### Task
Write out every record in full, exactly as written, please.

### Supplied data
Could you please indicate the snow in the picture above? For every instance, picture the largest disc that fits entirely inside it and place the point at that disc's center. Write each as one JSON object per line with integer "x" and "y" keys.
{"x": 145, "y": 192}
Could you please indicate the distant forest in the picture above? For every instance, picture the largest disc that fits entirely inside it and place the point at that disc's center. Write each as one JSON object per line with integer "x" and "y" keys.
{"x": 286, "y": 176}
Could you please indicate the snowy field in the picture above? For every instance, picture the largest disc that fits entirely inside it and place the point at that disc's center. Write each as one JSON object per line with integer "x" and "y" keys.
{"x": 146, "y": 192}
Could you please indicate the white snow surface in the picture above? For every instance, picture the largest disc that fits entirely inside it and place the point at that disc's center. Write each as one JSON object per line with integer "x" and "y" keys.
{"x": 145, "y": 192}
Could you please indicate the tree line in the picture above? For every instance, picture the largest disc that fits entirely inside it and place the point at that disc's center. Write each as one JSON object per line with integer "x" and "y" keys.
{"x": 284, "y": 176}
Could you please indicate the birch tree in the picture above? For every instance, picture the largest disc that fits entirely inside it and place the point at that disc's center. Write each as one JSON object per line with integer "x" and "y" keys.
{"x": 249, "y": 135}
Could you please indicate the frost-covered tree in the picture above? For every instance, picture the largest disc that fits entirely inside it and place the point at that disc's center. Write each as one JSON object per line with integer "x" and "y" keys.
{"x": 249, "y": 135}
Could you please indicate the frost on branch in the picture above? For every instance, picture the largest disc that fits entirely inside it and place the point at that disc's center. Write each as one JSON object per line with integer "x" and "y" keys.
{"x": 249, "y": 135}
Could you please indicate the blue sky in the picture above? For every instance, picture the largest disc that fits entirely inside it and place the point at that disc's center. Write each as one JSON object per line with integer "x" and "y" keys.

### Answer box
Could you please indicate the snow in the picture above? For every instance, picture the largest disc that fits entirely inside it and place the point at that disc's center. Write each as one JSON object per line with integer "x" and "y" keys.
{"x": 145, "y": 192}
Could you please indicate the distant forest in the picture above? For every instance, picture the largest disc that fits entirely inside it and place the point at that disc's center. Write each as one JSON object per line with integer "x" and "y" keys.
{"x": 286, "y": 176}
Could you please indicate the snowy field in the picture above? For every instance, picture the largest disc that fits entirely inside it and place the point at that disc's center. Write each as one JSON object per line with integer "x" and "y" keys.
{"x": 146, "y": 192}
Could you please indicate the white snow surface in the picture above? For every instance, picture the largest disc that fits entirely inside it and place the point at that disc's center. Write each as one JSON object per line with integer "x" and "y" keys.
{"x": 145, "y": 192}
Could you please indicate the tree line in the picture above? For every instance, picture the largest disc that fits entirely inside it and place the point at that disc's center. Write each as one JSON object per line with integer "x" and "y" keys.
{"x": 284, "y": 176}
Could you please indicate the birch tree in the picture above? For every instance, picture the largest disc that fits entirely inside it and place the point at that disc's center. Write each as one JSON object per line with integer "x" and "y" keys.
{"x": 249, "y": 135}
Could you please indicate the frost-covered tree in the picture above? For every instance, picture the largest disc that fits entirely inside it and place the point at that disc's center. Write each as one JSON object per line with integer "x" and "y" keys.
{"x": 249, "y": 135}
Could you please indicate the frost on branch in the picture above? For every instance, picture the largest disc that fits entirely inside it and place the point at that disc's center. Write each as one JSON object per line with integer "x" and "y" keys.
{"x": 249, "y": 135}
Could you please indicate the blue sky in the picture above? For every instance, picture the largest disc that fits entirely inside it and place the point at that disc's center. Write each as one JSON object per line with integer "x" and "y" keys.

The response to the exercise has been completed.